La révélation de Zarathoustra

Faire escale à Sils Maria, petite bourgade à 1800 mètres, posée sur une lande entre le lac de Sils et celui de Silvaplana. Dominée par des montagnes, le village est fleuri et les fenêtres décorées. La maison de Nietzsche, aujourd’hui transformée en musée n’est pas loin. C’est ici, à son arrivée, que l’écrivain souffrant de terribles migraines, travaillera aux aphorismes d’Aurore : Il y a certainement beaucoup de choses plus grandes et plus belles dans la nature mais ceci est étroitement et intimement parent avec moi  dit-il. Il s’assied sur un banc et observe la nature. Lors d’une marche sur les berges du lac de Silvaplana il a la révélation de Zarathoustra et de l’Eternel retour : J’étais assis là dans l’attente, - dans l’attente de rien, par delà le bien et le mal jouissant, tantôt de la lumière, tantôt de l’ombre, abandonné à ce jeu, au lac, au midi, au temps sans but. Alors, amie, soudain un est devenu deux, - et Zarathoustra passa près de moi.

C’est là qu’il écrira aussi Par delà le bien et le mal, La généalogie de la morale et l’Antéchrist.

Proust, Hesse, Cocteau, Visconti...

Nous nous sommes aimés dans ce village perdu en Engadine au nom deux fois doux : le rêve de la sonorité italienne s’y mourait dans la voluptés des syllabes italiennes  écrira à son tour Marcel Proust dans Les Plaisirs et les jours.

——————————

> _À faire_:
1/ Relevez tous les ouvrages de Nietzsche auxquels, d'après le texte sur Sils Maria, il a travaillé ou qu'il a écrits dans ce village.
2/ Recopiez le passage du texte sur Sils Maria qui commence à « Proust, Hesse, Cocteau, Visconti... » et se termine à « et les jours. ».
3/ Poursuivez le texte sur Sils Maria à partir de là où il s'arrête.

> _Données affichées_:
——————————

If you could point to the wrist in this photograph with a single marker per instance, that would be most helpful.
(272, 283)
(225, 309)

——————————

> _Corrigés_:
1/
- Aurore
- Par delà le bien et le mal
- La généalogie de la morale
- L'Antéchrist

2/
Proust, Hesse, Cocteau, Visconti...

Nous nous sommes aimés dans ce village perdu en Engadine au nom deux fois doux : le rêve de la sonorité italienne s’y mourait dans la voluptés des syllabes italiennes  écrira à son tour Marcel Proust dans Les Plaisirs et les jours.

3/
Sils Maria : ville de passage pour Hermann Hesse, Jean Cocteau, et Anne Franck (1935 et 1936). Et dans l’hôtel Waldhaus (créé en 1908) planent aussi les ombres de Luchino Visconti, de Moravia, de Dürrenmatt, Chagall…

Si le film d’Olivier Assayas est éclairé par la splendeur du paysage (la fuite des nuages et celle du temps), il l’est moins par la figure des écrivains dont Sils Maria est le symbole. Il ne le revendique pas. Lors de la présentation du film au Festival de La Rochelle, le réalisateur a longuement exposé avoir voulu faire un film sur les actrices avec au centre Juliette Binoche. La comédienne incarne Maria Anders star internationale. Dans une pièce intitulée Le Serpent de Maloya, elle avait le rôle de Sigrid une séductrice prenant le pouvoir sur son aînée. Aujourd’hui on lui propose de jouer Hélène, la femme mûre dont elle a l’âge. Elle s’installe à Sils Maria en compagnie de son assistante Val (Kristen Stewart) pour répéter la pièce avant l’arrivée de Jo-Ann (Chloe Grace Moretz) étoile montante hollywoodienne qui reprendra le rôle de Sigrid et incarne la jeunesse et la gloire qui n’est plus la sienne.

Au-delà de l’éternel retour figuré dans la fuite des nuages, Olivier Assayas convoque les fantômes du passé (le film en noir et blanc d’Arnold Franck tourné en 1924, la Suisse intemporelle, l’hôtel Waldhaus) et les confronte à l’âge des réseaux sociaux : ainsi les actrices de cinéma sont remplacées par des actrices de séries (Kristen Stewart et Twilight) ou des bimbos hollywoodiennes (Chloe Grace Moretz) adulées par les sites de gossips pour les teenagers. L’idée de représentation augurée par le théâtre et le cinéma s’est démultipliée sur les petits écrans des ordinateurs et des téléphones cellulaires, nous dit Olivier Assayas. Au-delà de ce constat, la beauté originelle des paysages et celle des actrices exultent à chaque plan dans ce film où la caméra du cinéaste croit encore, au-delà des apparences, à la possibilité de la poésie.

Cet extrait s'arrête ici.